■ **Given exercise**
Starting at the very beginning of the items and ending with the line that contains "(1113, 466)", reproduce every line word for word, including both ends. Leave the pictures out.

■ **Provided records**
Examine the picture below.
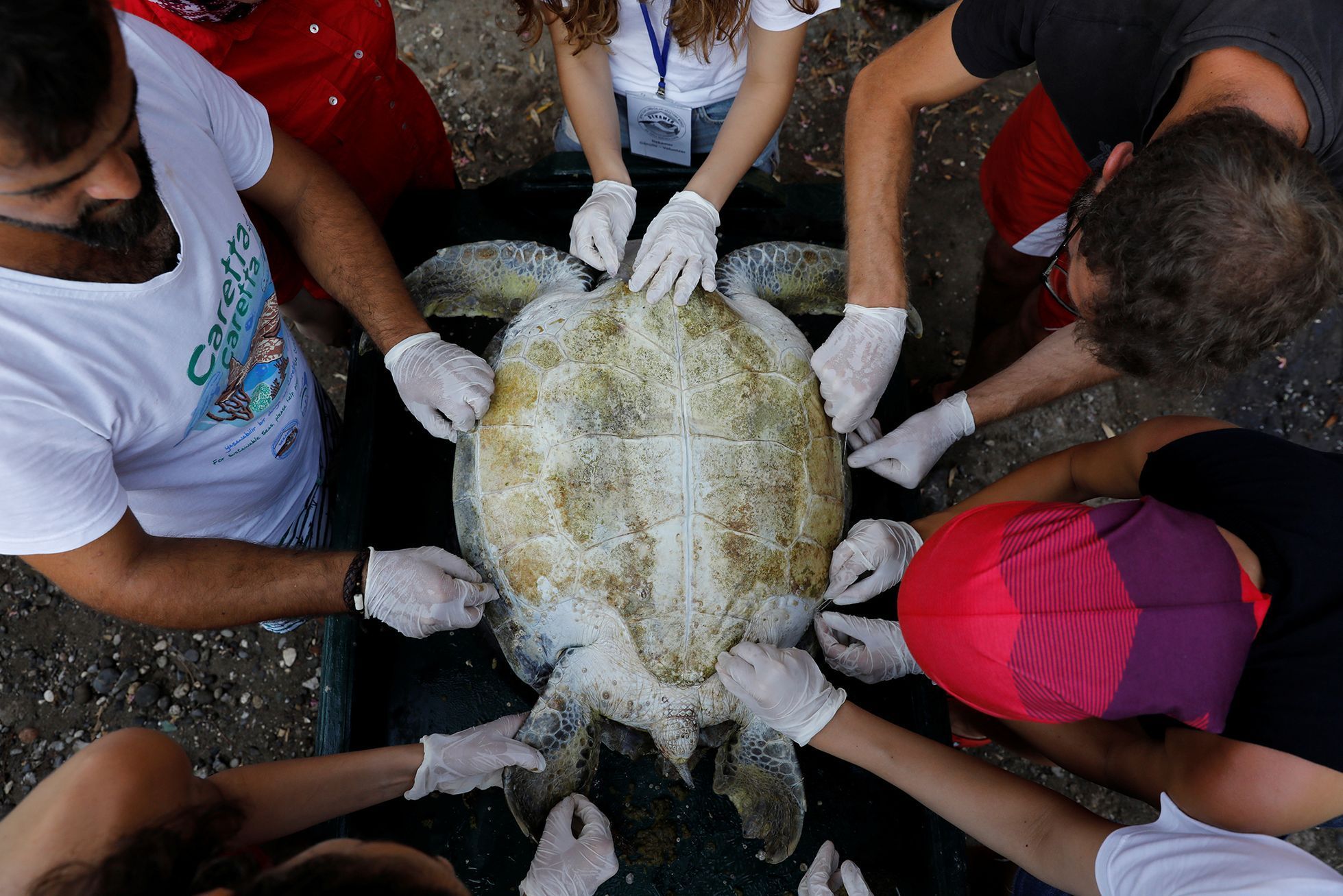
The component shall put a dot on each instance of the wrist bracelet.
(352, 593)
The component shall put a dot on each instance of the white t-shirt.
(690, 81)
(183, 398)
(1179, 856)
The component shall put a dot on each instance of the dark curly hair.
(696, 25)
(189, 853)
(1217, 241)
(56, 73)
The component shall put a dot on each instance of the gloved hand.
(785, 688)
(568, 865)
(680, 247)
(906, 455)
(869, 651)
(602, 226)
(445, 387)
(420, 592)
(826, 875)
(473, 760)
(856, 363)
(883, 547)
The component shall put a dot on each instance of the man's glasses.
(1056, 273)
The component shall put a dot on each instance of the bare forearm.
(211, 583)
(282, 797)
(344, 250)
(1045, 833)
(879, 162)
(590, 99)
(1057, 365)
(756, 113)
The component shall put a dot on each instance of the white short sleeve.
(781, 15)
(60, 487)
(239, 124)
(1179, 856)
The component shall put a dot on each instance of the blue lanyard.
(660, 57)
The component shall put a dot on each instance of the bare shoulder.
(1246, 788)
(119, 784)
(1161, 431)
(1113, 466)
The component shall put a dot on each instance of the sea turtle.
(652, 485)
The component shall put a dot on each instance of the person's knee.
(133, 754)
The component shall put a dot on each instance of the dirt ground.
(69, 675)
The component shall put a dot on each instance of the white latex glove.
(906, 455)
(825, 876)
(602, 226)
(856, 363)
(785, 688)
(420, 592)
(568, 865)
(473, 760)
(445, 387)
(679, 249)
(869, 651)
(882, 547)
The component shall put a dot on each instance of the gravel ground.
(69, 675)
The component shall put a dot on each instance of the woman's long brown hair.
(696, 25)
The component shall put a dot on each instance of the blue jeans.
(707, 121)
(1026, 886)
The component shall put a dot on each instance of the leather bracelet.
(352, 593)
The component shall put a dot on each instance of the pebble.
(124, 680)
(105, 680)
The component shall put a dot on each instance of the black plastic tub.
(394, 491)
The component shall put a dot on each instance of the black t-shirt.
(1285, 503)
(1113, 66)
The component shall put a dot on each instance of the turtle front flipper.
(758, 770)
(566, 729)
(797, 278)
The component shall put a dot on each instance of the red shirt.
(328, 73)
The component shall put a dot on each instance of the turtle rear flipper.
(566, 729)
(797, 278)
(492, 278)
(758, 771)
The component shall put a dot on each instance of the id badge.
(660, 128)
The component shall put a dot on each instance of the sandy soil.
(67, 675)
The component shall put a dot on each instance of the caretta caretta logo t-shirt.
(243, 361)
(184, 399)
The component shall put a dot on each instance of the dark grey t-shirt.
(1113, 66)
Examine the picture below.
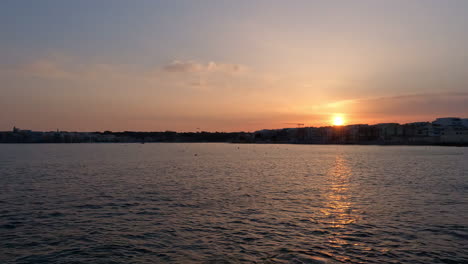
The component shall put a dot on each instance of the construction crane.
(299, 125)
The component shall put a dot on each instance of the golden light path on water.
(337, 212)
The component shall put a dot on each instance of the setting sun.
(338, 120)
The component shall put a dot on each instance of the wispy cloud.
(196, 67)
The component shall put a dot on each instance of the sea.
(232, 203)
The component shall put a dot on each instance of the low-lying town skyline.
(229, 65)
(441, 131)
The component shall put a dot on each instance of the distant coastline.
(448, 131)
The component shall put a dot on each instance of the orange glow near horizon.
(338, 120)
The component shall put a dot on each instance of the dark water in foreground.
(158, 203)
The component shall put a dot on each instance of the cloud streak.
(196, 67)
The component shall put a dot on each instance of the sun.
(338, 120)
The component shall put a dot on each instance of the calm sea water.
(228, 203)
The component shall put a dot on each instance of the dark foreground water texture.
(228, 203)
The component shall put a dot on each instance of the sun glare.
(338, 120)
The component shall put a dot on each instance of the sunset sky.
(224, 65)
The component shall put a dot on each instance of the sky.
(221, 65)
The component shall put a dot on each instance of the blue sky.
(299, 61)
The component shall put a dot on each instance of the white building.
(448, 121)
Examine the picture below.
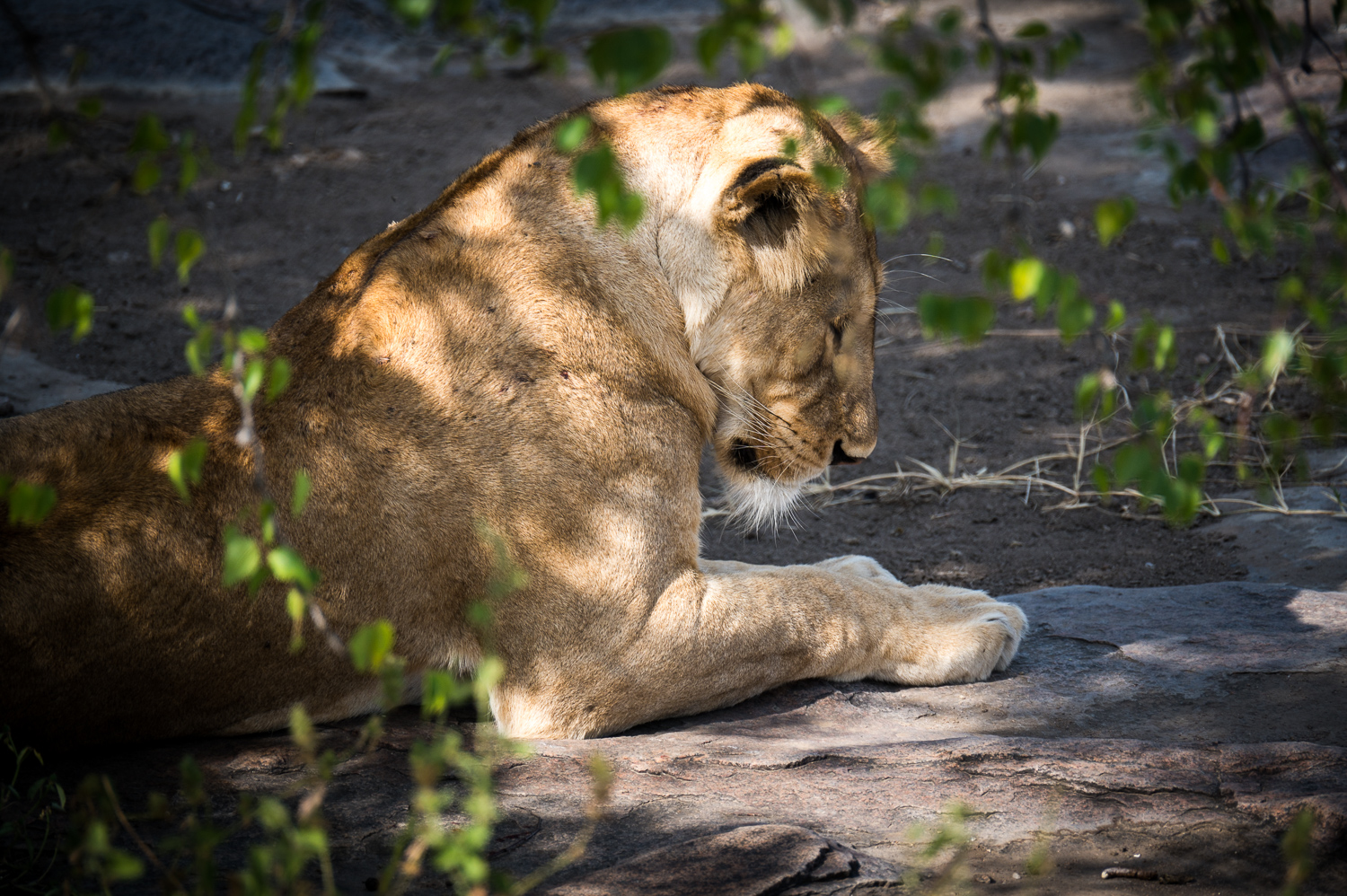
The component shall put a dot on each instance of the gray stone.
(746, 861)
(30, 385)
(1307, 548)
(1176, 731)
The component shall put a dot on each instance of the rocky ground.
(1164, 728)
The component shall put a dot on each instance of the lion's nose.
(842, 457)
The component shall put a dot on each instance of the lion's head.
(778, 275)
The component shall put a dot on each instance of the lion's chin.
(757, 500)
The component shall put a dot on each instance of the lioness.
(497, 360)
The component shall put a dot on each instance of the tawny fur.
(497, 360)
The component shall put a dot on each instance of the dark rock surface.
(1175, 731)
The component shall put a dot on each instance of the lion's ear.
(867, 140)
(765, 197)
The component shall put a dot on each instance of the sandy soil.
(277, 223)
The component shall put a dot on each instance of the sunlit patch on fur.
(757, 502)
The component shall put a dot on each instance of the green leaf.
(288, 567)
(967, 318)
(1113, 217)
(158, 234)
(888, 204)
(1026, 277)
(5, 268)
(1074, 318)
(189, 245)
(1277, 350)
(242, 557)
(629, 57)
(1206, 127)
(69, 306)
(277, 380)
(571, 134)
(252, 339)
(185, 467)
(30, 503)
(295, 605)
(369, 646)
(597, 172)
(299, 495)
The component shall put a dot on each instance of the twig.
(1320, 151)
(145, 848)
(29, 40)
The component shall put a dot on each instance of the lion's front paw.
(964, 637)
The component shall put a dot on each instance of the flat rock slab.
(27, 384)
(1176, 731)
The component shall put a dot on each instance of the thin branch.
(140, 844)
(30, 53)
(1320, 151)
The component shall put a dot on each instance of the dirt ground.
(277, 223)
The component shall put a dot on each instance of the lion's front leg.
(729, 631)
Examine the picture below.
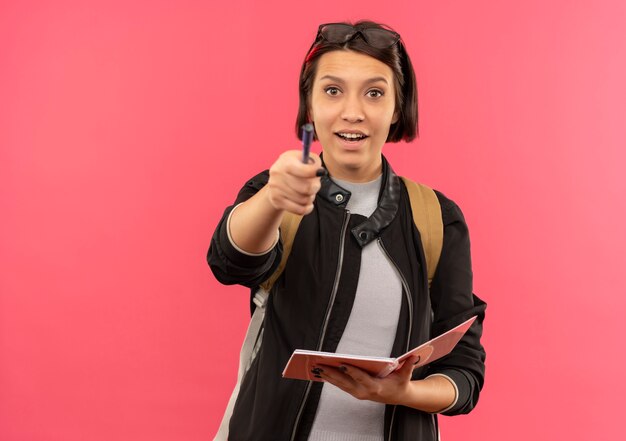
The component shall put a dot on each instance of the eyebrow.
(368, 81)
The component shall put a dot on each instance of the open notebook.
(302, 361)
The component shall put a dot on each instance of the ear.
(396, 117)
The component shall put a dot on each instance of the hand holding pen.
(307, 138)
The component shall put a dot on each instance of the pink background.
(127, 127)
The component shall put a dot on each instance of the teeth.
(351, 135)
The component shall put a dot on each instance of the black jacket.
(310, 304)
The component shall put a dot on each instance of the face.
(352, 106)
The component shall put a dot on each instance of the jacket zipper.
(410, 304)
(329, 309)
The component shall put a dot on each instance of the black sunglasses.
(340, 33)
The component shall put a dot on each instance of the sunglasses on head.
(340, 33)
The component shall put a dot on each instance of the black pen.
(307, 138)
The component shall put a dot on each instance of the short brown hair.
(396, 57)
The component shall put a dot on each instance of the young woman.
(355, 281)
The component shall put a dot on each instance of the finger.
(358, 375)
(295, 166)
(407, 368)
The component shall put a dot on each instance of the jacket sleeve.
(231, 266)
(453, 302)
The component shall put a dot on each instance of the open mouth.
(351, 137)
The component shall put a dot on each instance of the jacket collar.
(388, 201)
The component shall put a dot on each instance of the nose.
(353, 110)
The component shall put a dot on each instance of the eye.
(375, 93)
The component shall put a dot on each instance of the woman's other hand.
(431, 394)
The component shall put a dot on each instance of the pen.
(307, 137)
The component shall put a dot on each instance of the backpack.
(427, 218)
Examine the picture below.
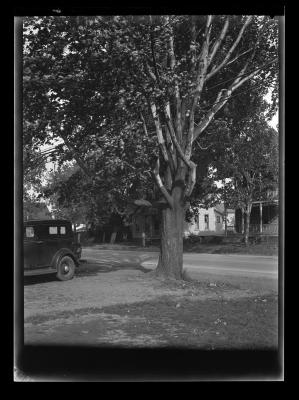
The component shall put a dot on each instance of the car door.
(56, 236)
(32, 248)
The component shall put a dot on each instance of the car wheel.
(65, 268)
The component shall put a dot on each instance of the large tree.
(160, 80)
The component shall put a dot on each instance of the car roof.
(47, 221)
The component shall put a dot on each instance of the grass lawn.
(245, 323)
(263, 249)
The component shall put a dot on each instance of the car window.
(29, 231)
(53, 230)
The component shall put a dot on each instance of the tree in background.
(141, 93)
(249, 162)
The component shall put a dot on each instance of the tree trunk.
(247, 224)
(171, 251)
(242, 221)
(113, 236)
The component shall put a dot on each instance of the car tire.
(65, 268)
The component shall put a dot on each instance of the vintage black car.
(50, 246)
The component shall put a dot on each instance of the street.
(87, 309)
(196, 264)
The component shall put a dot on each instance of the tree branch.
(191, 179)
(159, 132)
(160, 185)
(174, 139)
(221, 100)
(231, 50)
(76, 156)
(219, 40)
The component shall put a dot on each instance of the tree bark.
(242, 221)
(247, 224)
(171, 251)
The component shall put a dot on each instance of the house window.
(196, 222)
(206, 221)
(53, 230)
(29, 231)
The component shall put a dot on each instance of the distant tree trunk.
(113, 236)
(242, 221)
(247, 223)
(171, 251)
(225, 221)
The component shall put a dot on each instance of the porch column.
(261, 217)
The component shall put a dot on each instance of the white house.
(208, 221)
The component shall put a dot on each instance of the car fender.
(63, 252)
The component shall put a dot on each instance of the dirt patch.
(132, 307)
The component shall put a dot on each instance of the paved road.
(236, 265)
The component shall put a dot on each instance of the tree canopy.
(137, 97)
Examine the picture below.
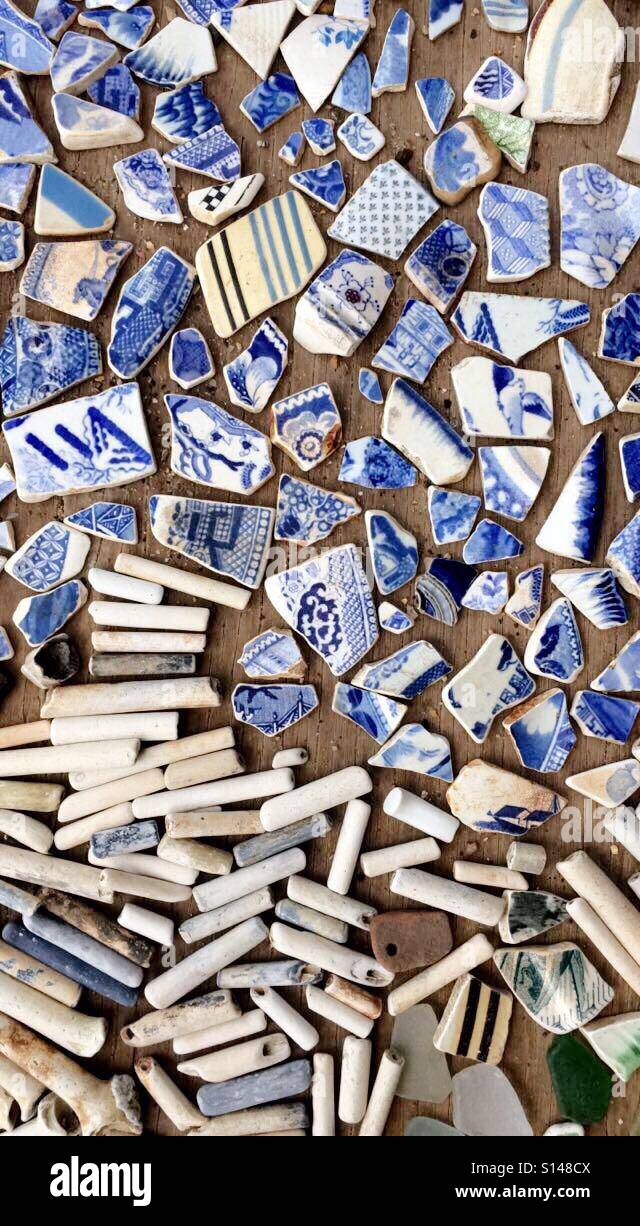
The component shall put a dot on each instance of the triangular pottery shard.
(486, 797)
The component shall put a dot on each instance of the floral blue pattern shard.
(150, 305)
(272, 709)
(375, 714)
(600, 223)
(394, 552)
(42, 361)
(372, 464)
(327, 601)
(228, 538)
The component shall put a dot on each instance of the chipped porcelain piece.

■ **Result below**
Examine the picture below.
The component shall put a dot on each instance of the wrist bracelet.
(352, 593)
The component shall put a dot on each instance of the white t-shirt.
(690, 81)
(183, 398)
(1179, 856)
The component shall put a dot on each instance of the dark curly hair.
(696, 25)
(189, 853)
(1217, 241)
(56, 73)
The component shall put a dot on each instance of the gloved hand.
(785, 688)
(568, 865)
(680, 247)
(906, 455)
(869, 651)
(602, 226)
(445, 387)
(420, 592)
(826, 875)
(473, 760)
(856, 363)
(883, 547)
The component shall put a dot on each instance of the man's glasses.
(1056, 273)
The component shall put a dot on each instance of the bare forearm.
(211, 583)
(282, 797)
(344, 250)
(1045, 833)
(879, 162)
(590, 99)
(1057, 365)
(756, 113)
The component shall put a dot on each instance of the white short sleeve.
(781, 15)
(60, 487)
(239, 124)
(1179, 856)
The component shall put a dot on each instance of the blue lanyard.
(660, 57)
The component shall put a dot on each instance of the bare shoulder.
(1246, 788)
(119, 784)
(1161, 431)
(1113, 466)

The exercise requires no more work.